GIVEN DATA
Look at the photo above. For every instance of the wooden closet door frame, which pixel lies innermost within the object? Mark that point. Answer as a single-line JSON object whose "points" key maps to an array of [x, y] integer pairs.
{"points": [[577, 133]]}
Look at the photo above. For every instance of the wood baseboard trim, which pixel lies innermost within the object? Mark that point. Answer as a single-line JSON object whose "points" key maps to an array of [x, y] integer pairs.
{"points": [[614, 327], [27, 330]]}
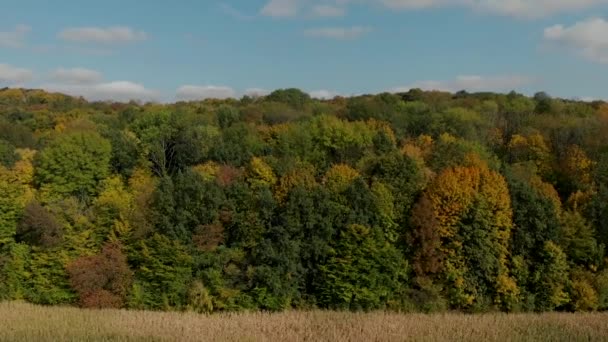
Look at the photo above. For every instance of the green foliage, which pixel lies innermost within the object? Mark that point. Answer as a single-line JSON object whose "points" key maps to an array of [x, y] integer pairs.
{"points": [[73, 164], [163, 270], [293, 97], [362, 271], [14, 266], [8, 156], [497, 201]]}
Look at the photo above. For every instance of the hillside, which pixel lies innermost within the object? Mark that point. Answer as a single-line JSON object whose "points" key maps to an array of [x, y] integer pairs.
{"points": [[416, 202]]}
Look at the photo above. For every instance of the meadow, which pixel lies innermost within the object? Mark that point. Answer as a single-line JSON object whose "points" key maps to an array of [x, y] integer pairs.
{"points": [[26, 322]]}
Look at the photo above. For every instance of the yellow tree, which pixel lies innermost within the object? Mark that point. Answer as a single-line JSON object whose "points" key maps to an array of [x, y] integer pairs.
{"points": [[462, 228]]}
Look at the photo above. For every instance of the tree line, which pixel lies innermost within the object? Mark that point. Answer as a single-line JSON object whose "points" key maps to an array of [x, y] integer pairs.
{"points": [[418, 201]]}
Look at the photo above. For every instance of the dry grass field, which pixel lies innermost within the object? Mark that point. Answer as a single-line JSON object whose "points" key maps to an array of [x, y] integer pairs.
{"points": [[24, 322]]}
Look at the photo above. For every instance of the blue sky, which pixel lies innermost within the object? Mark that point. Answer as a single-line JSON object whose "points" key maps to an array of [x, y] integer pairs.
{"points": [[186, 49]]}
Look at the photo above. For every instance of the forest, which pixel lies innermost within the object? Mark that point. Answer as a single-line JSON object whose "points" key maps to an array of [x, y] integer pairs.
{"points": [[422, 201]]}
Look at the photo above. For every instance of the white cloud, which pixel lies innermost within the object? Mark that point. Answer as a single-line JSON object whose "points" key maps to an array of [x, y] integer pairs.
{"points": [[14, 38], [195, 92], [338, 32], [323, 94], [120, 91], [12, 75], [76, 76], [256, 92], [589, 38], [102, 35], [514, 8], [533, 8], [281, 8], [234, 12], [328, 11], [471, 83]]}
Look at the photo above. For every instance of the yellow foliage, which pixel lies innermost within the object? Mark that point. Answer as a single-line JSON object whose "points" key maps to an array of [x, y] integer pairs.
{"points": [[260, 173], [385, 127], [577, 165], [339, 177], [530, 148], [208, 170], [302, 177]]}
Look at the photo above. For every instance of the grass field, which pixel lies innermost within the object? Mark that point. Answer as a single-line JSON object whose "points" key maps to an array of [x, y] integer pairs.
{"points": [[24, 322]]}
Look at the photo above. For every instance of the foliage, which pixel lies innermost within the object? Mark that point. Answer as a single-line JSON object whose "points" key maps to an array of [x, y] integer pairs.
{"points": [[420, 201]]}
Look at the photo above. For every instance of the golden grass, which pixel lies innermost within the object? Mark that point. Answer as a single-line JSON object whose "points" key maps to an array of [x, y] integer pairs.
{"points": [[25, 322]]}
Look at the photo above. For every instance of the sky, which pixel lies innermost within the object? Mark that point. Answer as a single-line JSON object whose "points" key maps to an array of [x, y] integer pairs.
{"points": [[161, 50]]}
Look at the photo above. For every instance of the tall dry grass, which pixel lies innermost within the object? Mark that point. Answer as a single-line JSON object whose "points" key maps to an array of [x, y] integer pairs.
{"points": [[24, 322]]}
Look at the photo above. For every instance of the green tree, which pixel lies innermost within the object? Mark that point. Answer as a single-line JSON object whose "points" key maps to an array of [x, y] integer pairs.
{"points": [[362, 271], [73, 164]]}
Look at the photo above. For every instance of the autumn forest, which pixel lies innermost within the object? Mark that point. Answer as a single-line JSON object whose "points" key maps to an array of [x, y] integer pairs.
{"points": [[410, 202]]}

OBJECTIVE
Could you convert every line of the data above into a Markdown table with the columns "Row" and "Text," numbering each row and skipping blank lines? Leave the pictures out.

TASK SOLUTION
| Row | Text |
|---|---|
| 1 | Look at the photo above. For every instance of the wooden closet door frame, which pixel lies innermost within the object? Mark that point. Answer as a single-line JSON object whose "points" key maps to an array of [x, y] integer pairs. |
| 2 | {"points": [[577, 133]]} |
| 3 | Look at the photo above. For every instance of the wood baseboard trim, which pixel lies innermost within the object? Mark that point. Answer as a single-line JSON object whose "points" key maps to an array of [x, y] integer pairs. |
| 4 | {"points": [[614, 327], [27, 330]]} |
| 5 | Look at the photo above. For every instance of the green foliage, which pixel lies innermost within the object? Mark that point. Answer as a single-line JSON object whose "points" key maps to an array of [x, y] integer pairs. |
| 6 | {"points": [[73, 164], [163, 270], [293, 97], [362, 271], [14, 266], [8, 156], [497, 201]]} |
| 7 | Look at the photo above. For every instance of the hillside, which pixel lies innermost within the object? Mark that point. Answer as a single-line JSON object whose "points" key maps to an array of [x, y] integer pairs. |
| 8 | {"points": [[416, 202]]} |
| 9 | Look at the photo above. For every instance of the meadow, which pixel lies innermost within the object? Mark that point. Answer as a single-line JSON object whose "points" key maps to an array of [x, y] integer pairs. |
| 10 | {"points": [[26, 322]]} |
| 11 | Look at the photo above. For every instance of the yellow tree, which pixel lies innermost within the object? Mark that point. Answer as a single-line JSON object whose "points" key maps to an array of [x, y] integer pairs. |
| 12 | {"points": [[462, 228]]} |
| 13 | Look at the photo above. For every instance of the tree line, which pixel lies innermost within the object? Mark that point. Answer as a single-line JSON object whose "points" key maps to an array of [x, y] integer pairs. |
| 14 | {"points": [[418, 201]]} |
| 15 | Look at the photo above. For every instance of the dry grass field, which pixel lies innermost within the object? Mark that point. Answer as a single-line JSON object whose "points" key maps to an array of [x, y] integer pairs. |
| 16 | {"points": [[24, 322]]} |
| 17 | Look at the photo above. For every instance of the blue sky, which pixel lies innermost within the object? Mark that point. Answer as a single-line JSON object whose "points" key maps to an array of [x, y] integer pairs. |
| 18 | {"points": [[186, 49]]} |
| 19 | Look at the photo above. For every instance of the forest, which pixel lies innermost within the object? Mark that point. Answer as a single-line JSON object whose "points" key maps to an array of [x, y] integer pairs. |
| 20 | {"points": [[422, 201]]} |
| 21 | Look at the photo above. For every instance of the white cloud, which pixel lies innermost within the object? Mark that point. Answer as a single-line JSON object whose "points" key maps to an array of [x, y] integer pairs. |
| 22 | {"points": [[14, 38], [195, 92], [338, 32], [323, 94], [120, 91], [12, 75], [76, 76], [256, 92], [589, 38], [102, 35], [514, 8], [533, 8], [281, 8], [234, 12], [328, 11], [471, 83]]} |
| 23 | Look at the photo above. For every instance of the yellow foliage, which pixel lies innermost within the object? Mark that point. Answer as a single-line JSON object whose "points" key maps to an array of [x, y] integer pairs. |
| 24 | {"points": [[260, 173], [385, 127], [577, 165], [339, 177], [530, 148], [208, 170], [302, 177]]} |
| 25 | Look at the photo above. For every instance of the grass field, which pixel lies innermost within the object? Mark that point. Answer as a single-line JSON object whose "points" key maps to an array of [x, y] integer pairs. |
| 26 | {"points": [[24, 322]]} |
| 27 | Look at the photo above. For every instance of the foliage, which pixel lies innermost within the object? Mark that point. Answer as a single-line JSON object whose "points" key maps to an array of [x, y] integer pairs. |
| 28 | {"points": [[420, 201]]} |
| 29 | Look at the photo above. For every instance of the golden grass, which pixel lies innermost within the object? Mark that point. Answer as a single-line JSON object whose "points" key maps to an array of [x, y] integer pairs. |
| 30 | {"points": [[25, 322]]} |
| 31 | Look at the photo above. For every instance of the sky, which pixel lies innermost within the object? Mark that point. Answer as a single-line JSON object whose "points" key maps to an array of [x, y] integer pairs. |
| 32 | {"points": [[161, 50]]} |
| 33 | Look at the photo above. For every instance of the tall dry grass, which pixel lies innermost within the object? Mark that point. Answer as a single-line JSON object whose "points" key maps to an array of [x, y] integer pairs. |
| 34 | {"points": [[24, 322]]} |
| 35 | Look at the photo above. For every instance of the green tree, which pixel lies innermost within the object? Mark that point. Answer as a single-line JSON object whose "points" key maps to an array of [x, y] integer pairs. |
| 36 | {"points": [[362, 271], [73, 164]]} |
| 37 | Look at the photo above. For every instance of the autumn forest, which pixel lies innermost within the object? Mark that point. Answer as a single-line JSON object whose "points" key maps to an array of [x, y] integer pairs. |
| 38 | {"points": [[410, 202]]} |